* [DATA LISTING]:
/---
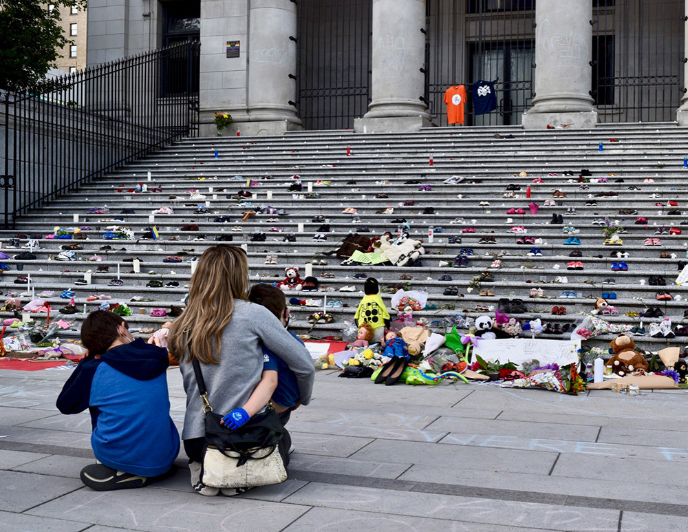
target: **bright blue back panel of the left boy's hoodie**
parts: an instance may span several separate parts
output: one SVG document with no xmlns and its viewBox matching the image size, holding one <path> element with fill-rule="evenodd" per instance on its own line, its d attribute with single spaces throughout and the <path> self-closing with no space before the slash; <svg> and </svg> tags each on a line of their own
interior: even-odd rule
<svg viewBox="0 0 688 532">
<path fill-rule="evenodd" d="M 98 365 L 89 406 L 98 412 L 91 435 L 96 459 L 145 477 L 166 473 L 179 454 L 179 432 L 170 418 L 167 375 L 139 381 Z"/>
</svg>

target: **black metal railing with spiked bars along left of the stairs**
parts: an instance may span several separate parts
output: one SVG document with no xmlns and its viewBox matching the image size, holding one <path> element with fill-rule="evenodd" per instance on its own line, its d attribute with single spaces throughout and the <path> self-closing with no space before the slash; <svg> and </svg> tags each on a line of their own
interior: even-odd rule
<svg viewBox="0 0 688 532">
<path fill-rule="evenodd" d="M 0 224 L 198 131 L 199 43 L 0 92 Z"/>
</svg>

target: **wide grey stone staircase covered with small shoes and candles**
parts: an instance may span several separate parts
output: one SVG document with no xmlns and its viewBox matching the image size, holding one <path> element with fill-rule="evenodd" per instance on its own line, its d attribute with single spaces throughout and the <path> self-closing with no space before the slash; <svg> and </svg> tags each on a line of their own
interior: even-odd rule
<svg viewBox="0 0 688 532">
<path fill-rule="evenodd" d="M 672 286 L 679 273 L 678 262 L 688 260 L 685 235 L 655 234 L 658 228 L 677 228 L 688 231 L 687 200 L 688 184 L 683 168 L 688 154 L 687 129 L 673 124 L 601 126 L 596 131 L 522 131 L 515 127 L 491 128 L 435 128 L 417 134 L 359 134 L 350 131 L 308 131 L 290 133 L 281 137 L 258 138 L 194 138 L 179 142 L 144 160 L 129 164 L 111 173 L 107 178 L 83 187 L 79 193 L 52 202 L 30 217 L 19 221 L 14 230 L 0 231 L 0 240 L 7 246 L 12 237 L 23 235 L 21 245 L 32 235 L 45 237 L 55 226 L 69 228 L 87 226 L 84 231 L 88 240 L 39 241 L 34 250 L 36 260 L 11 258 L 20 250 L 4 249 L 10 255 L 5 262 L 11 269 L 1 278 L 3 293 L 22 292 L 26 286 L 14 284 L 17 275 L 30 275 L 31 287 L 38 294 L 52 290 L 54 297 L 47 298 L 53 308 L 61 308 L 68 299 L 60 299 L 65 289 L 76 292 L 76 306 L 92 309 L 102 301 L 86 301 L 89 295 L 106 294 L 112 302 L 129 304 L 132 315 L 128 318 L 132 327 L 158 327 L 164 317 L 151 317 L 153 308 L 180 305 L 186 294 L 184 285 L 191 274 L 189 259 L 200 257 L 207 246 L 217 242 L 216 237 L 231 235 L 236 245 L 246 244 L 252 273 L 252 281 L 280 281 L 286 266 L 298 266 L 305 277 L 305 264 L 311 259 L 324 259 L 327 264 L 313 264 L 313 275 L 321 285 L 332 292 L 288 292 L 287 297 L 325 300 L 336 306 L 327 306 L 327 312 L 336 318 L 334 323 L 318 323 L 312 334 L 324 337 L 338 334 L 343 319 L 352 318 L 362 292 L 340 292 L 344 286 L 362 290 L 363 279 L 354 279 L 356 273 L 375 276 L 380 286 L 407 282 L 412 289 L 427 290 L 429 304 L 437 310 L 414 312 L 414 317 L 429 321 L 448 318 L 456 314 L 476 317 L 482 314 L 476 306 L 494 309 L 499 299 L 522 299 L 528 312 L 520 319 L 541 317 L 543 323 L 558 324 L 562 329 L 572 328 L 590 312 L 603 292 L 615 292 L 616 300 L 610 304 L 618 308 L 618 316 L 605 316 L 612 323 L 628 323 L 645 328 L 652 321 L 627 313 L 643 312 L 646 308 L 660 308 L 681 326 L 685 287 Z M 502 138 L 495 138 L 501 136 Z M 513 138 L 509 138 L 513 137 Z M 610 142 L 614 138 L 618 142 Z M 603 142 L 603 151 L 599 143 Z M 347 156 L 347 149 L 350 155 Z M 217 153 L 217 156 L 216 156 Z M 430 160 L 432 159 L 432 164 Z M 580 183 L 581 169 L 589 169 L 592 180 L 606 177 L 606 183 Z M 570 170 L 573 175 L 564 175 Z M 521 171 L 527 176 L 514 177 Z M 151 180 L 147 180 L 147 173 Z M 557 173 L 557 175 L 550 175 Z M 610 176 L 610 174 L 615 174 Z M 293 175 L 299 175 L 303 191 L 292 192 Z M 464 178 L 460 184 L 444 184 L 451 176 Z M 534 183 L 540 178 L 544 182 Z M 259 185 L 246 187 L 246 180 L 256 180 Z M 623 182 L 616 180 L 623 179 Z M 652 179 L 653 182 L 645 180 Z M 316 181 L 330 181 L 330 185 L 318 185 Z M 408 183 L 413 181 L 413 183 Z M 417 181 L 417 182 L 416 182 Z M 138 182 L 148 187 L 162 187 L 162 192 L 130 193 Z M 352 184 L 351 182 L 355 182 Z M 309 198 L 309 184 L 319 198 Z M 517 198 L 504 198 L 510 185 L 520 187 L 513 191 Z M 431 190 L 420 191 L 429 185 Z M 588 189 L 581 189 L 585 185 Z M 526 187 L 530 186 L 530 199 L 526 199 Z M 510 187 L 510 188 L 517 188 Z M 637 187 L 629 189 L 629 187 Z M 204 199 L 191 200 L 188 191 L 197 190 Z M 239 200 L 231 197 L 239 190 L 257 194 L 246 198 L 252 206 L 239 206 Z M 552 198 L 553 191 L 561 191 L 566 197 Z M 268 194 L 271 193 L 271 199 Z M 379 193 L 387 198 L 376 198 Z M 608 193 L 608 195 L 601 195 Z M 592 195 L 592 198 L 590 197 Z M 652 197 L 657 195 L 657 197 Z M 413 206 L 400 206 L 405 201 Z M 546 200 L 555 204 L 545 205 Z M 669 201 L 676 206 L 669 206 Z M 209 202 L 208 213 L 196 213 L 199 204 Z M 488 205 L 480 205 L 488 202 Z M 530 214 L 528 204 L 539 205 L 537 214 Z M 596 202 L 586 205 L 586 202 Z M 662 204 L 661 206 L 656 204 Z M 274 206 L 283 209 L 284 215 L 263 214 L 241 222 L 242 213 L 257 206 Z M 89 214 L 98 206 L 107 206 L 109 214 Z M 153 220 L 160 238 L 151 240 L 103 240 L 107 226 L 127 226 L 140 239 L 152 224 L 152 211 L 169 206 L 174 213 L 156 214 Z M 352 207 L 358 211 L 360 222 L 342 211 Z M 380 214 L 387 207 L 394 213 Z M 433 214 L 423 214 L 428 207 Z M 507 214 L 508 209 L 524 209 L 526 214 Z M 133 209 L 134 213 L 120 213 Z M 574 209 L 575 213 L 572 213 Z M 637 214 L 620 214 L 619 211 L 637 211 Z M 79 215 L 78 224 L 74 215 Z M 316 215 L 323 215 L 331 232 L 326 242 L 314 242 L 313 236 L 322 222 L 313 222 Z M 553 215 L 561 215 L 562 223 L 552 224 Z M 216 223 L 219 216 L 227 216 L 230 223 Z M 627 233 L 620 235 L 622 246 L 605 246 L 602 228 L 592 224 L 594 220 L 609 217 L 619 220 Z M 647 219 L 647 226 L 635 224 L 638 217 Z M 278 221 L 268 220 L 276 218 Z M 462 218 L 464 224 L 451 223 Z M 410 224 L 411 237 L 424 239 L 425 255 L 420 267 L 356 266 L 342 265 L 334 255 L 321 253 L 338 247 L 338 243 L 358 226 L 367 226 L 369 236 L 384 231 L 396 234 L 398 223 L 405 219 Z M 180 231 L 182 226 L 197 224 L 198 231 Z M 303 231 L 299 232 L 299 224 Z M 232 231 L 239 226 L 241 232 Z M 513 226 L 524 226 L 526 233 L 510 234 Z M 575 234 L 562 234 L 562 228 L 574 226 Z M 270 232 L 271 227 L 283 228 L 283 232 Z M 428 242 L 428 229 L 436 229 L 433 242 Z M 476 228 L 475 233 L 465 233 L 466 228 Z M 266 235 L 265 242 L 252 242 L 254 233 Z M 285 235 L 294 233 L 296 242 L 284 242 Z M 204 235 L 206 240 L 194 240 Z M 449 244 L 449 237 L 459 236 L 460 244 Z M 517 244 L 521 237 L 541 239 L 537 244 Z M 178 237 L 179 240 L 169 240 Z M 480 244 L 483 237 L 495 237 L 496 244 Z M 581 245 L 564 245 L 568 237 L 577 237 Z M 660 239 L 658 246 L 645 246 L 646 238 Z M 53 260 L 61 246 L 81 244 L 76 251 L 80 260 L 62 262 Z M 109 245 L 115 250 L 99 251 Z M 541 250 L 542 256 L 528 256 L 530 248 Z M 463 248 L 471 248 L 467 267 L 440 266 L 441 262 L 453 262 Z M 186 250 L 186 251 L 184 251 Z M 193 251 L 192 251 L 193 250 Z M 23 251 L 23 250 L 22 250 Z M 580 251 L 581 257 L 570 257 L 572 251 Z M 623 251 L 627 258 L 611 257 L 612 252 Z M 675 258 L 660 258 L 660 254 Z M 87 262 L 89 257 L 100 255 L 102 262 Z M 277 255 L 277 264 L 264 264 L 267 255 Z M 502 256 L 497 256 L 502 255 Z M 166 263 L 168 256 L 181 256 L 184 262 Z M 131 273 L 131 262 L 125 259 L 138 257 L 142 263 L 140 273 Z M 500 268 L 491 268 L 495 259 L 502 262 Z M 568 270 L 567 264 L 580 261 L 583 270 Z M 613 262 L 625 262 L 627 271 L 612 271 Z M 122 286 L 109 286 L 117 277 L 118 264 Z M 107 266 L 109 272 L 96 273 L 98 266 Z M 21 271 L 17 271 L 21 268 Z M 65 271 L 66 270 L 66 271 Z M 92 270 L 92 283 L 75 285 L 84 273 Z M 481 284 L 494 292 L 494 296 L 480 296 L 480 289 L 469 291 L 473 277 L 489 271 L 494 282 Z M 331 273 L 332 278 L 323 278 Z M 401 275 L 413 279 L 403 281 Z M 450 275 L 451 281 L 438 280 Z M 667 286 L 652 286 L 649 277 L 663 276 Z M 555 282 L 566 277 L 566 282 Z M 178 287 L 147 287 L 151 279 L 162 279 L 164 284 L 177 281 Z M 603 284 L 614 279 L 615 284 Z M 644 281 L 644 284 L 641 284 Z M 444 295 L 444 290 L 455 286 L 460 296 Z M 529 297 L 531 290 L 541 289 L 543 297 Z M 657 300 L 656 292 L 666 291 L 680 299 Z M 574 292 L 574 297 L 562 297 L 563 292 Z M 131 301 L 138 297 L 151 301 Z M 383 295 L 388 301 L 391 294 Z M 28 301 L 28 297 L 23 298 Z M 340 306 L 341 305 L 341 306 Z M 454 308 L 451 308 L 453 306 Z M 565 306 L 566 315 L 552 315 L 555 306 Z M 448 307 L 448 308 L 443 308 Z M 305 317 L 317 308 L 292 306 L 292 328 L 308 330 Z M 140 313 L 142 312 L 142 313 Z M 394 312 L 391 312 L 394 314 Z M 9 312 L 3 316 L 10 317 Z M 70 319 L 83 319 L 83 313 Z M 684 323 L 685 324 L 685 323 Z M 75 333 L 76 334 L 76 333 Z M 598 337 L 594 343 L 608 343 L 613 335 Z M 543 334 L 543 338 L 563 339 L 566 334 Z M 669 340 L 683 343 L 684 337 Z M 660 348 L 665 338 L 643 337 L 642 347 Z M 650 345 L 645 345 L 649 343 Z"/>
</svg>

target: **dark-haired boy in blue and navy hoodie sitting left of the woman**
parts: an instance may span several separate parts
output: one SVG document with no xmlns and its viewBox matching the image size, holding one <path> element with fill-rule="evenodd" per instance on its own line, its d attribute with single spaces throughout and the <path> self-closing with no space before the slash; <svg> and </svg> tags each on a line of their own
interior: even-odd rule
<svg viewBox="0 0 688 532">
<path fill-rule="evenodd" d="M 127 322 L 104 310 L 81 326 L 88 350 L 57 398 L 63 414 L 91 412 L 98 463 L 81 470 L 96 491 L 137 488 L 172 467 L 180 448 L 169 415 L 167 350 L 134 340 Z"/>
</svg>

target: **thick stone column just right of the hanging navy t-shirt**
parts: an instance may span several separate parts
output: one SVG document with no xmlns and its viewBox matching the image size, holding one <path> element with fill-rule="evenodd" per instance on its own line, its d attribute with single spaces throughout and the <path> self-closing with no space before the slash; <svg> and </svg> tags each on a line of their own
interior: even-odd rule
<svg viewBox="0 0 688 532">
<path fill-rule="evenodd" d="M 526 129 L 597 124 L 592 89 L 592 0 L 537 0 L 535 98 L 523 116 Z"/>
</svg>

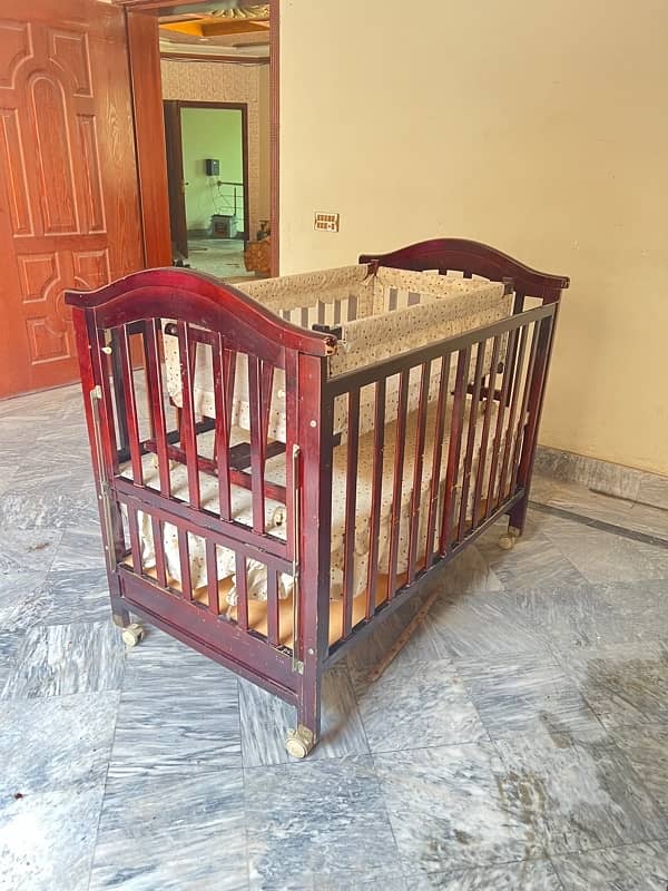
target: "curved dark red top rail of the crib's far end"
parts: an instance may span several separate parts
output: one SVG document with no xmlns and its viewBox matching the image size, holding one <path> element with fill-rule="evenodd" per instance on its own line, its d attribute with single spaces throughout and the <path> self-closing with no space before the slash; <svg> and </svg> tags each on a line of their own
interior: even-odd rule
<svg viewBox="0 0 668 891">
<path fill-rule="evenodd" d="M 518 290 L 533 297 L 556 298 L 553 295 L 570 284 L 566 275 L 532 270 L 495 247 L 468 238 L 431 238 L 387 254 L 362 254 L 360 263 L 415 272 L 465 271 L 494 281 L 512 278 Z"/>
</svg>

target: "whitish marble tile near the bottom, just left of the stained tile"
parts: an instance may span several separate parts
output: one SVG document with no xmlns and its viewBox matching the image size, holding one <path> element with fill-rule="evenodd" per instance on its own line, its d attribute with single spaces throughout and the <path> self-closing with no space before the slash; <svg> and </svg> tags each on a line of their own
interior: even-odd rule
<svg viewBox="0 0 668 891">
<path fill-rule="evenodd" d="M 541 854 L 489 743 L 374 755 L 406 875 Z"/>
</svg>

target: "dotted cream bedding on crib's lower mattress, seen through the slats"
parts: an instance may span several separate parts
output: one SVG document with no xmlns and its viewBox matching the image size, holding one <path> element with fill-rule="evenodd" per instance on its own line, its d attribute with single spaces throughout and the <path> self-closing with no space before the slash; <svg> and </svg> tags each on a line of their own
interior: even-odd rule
\---
* [EXERCISE BRIEF]: What is the number of lines in the records that contain the word "just"? Answer with the number and nothing else.

* [FINISHED EXERCISE]: 2